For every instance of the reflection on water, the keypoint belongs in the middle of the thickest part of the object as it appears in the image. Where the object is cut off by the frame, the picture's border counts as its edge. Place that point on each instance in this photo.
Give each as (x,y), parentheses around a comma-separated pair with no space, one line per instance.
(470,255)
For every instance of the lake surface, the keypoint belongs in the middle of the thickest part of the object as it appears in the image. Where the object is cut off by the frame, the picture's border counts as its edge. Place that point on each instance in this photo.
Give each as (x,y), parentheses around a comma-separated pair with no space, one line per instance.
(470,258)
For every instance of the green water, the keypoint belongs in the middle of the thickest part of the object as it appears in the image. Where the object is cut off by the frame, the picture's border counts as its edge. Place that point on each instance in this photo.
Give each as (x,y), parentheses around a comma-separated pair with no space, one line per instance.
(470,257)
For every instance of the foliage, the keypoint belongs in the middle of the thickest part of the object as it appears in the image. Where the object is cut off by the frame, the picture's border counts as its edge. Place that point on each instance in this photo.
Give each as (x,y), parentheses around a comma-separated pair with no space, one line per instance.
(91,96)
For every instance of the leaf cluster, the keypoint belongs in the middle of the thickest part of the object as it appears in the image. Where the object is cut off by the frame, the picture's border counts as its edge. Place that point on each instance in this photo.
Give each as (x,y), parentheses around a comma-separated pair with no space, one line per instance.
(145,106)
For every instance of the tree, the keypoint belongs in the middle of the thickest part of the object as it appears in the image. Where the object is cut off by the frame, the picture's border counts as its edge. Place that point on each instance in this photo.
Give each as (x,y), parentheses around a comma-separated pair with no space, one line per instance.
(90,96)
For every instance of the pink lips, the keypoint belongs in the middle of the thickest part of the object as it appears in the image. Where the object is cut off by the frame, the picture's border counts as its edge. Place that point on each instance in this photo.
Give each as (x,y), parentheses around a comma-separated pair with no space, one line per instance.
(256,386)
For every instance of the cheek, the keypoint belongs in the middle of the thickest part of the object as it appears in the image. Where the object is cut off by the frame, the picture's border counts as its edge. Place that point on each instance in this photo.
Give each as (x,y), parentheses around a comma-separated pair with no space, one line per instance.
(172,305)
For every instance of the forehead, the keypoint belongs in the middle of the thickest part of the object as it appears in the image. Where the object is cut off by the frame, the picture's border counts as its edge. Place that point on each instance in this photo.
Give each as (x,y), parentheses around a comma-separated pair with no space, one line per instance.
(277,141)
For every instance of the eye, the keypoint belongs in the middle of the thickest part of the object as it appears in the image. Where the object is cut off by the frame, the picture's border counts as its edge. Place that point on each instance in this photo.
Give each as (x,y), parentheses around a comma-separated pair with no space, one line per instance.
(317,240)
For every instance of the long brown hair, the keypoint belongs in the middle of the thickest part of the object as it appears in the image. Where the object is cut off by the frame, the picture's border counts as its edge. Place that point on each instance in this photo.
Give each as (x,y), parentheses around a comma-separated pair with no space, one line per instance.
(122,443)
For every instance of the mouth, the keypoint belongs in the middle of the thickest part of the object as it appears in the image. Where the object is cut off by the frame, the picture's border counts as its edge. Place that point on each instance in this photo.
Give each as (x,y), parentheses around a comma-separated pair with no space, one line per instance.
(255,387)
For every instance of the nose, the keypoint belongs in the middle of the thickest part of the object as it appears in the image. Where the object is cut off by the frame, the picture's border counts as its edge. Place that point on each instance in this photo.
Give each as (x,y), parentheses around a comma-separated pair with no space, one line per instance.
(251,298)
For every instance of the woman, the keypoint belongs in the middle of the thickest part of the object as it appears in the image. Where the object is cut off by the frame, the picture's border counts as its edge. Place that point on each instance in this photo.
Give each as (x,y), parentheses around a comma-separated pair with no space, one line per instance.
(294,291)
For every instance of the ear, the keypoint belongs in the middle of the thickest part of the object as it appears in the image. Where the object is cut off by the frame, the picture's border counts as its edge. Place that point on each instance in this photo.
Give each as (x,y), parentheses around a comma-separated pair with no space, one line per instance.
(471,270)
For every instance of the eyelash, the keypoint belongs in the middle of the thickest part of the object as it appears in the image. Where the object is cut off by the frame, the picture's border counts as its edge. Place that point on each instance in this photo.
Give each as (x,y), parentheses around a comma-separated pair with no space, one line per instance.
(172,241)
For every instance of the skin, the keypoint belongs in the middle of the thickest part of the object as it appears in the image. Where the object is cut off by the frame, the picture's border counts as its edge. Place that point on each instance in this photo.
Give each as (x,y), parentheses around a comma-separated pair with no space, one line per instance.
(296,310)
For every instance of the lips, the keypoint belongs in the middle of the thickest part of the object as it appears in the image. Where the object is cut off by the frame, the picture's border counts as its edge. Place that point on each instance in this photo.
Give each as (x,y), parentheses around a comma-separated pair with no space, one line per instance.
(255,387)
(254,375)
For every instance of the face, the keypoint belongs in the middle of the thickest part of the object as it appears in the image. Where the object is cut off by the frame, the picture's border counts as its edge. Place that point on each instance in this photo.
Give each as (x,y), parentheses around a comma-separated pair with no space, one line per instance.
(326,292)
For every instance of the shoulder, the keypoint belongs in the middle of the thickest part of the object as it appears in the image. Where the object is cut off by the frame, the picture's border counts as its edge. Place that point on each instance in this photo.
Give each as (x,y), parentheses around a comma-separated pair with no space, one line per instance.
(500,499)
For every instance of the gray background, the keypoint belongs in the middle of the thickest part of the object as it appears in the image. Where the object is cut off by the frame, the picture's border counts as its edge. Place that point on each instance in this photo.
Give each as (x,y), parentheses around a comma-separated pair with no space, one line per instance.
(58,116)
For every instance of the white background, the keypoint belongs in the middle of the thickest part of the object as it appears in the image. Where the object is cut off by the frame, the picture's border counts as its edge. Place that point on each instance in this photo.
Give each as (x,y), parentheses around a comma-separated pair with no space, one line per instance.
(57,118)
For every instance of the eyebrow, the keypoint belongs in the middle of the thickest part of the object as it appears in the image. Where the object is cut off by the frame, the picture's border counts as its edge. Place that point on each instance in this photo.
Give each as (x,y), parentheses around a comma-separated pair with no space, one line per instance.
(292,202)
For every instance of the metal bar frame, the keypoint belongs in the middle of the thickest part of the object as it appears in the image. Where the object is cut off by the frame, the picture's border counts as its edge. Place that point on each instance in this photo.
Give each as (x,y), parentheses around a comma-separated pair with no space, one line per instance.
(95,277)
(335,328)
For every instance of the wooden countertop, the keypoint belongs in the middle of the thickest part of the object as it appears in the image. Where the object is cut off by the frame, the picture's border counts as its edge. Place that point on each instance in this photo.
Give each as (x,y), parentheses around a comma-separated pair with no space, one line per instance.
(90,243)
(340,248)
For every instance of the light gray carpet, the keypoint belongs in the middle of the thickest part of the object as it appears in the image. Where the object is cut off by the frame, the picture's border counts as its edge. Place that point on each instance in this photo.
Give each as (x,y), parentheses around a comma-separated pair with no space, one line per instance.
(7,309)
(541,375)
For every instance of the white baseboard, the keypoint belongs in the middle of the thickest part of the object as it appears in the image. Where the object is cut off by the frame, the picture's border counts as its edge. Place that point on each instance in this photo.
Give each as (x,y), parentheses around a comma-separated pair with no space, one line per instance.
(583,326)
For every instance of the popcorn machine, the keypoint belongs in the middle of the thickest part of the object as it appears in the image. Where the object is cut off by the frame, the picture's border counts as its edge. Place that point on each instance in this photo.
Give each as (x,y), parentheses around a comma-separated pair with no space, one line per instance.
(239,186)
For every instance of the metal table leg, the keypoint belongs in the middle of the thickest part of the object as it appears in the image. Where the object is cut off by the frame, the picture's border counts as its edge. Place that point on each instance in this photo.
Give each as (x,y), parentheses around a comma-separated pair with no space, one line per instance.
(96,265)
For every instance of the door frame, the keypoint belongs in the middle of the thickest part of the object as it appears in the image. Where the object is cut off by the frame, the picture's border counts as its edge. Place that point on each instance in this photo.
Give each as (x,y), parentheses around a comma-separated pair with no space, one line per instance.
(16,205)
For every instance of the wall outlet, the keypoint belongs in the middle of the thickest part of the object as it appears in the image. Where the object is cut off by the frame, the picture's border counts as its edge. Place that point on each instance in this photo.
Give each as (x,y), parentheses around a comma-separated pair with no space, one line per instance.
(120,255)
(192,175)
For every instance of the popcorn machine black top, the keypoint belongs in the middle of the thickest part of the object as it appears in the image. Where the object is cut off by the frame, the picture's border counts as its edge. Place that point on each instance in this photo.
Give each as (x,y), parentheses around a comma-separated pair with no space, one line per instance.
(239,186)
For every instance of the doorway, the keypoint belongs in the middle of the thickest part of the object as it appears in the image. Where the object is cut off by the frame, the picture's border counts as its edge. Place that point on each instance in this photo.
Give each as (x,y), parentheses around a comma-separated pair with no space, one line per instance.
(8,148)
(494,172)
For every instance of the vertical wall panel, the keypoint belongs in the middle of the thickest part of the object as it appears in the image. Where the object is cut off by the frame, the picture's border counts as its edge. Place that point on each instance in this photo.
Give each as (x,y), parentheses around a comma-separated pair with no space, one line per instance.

PROBLEM TO WORK ON >> Copy nothing except the lines from the one with "For every instance of the vertical" through the end of the records; keep each exactly as it appears, first and last included.

EXERCISE RESULT >>
For every instance of the vertical wall panel, the keypoint belongs in the middle of the thickest part of the object as it appears in the image. Where the object is cut off by the frame, the picture's border counts as its edge. Place that point on each instance in this photo.
Give each as (x,y), parentheses around a comma-separated pair with no space, one line per instance.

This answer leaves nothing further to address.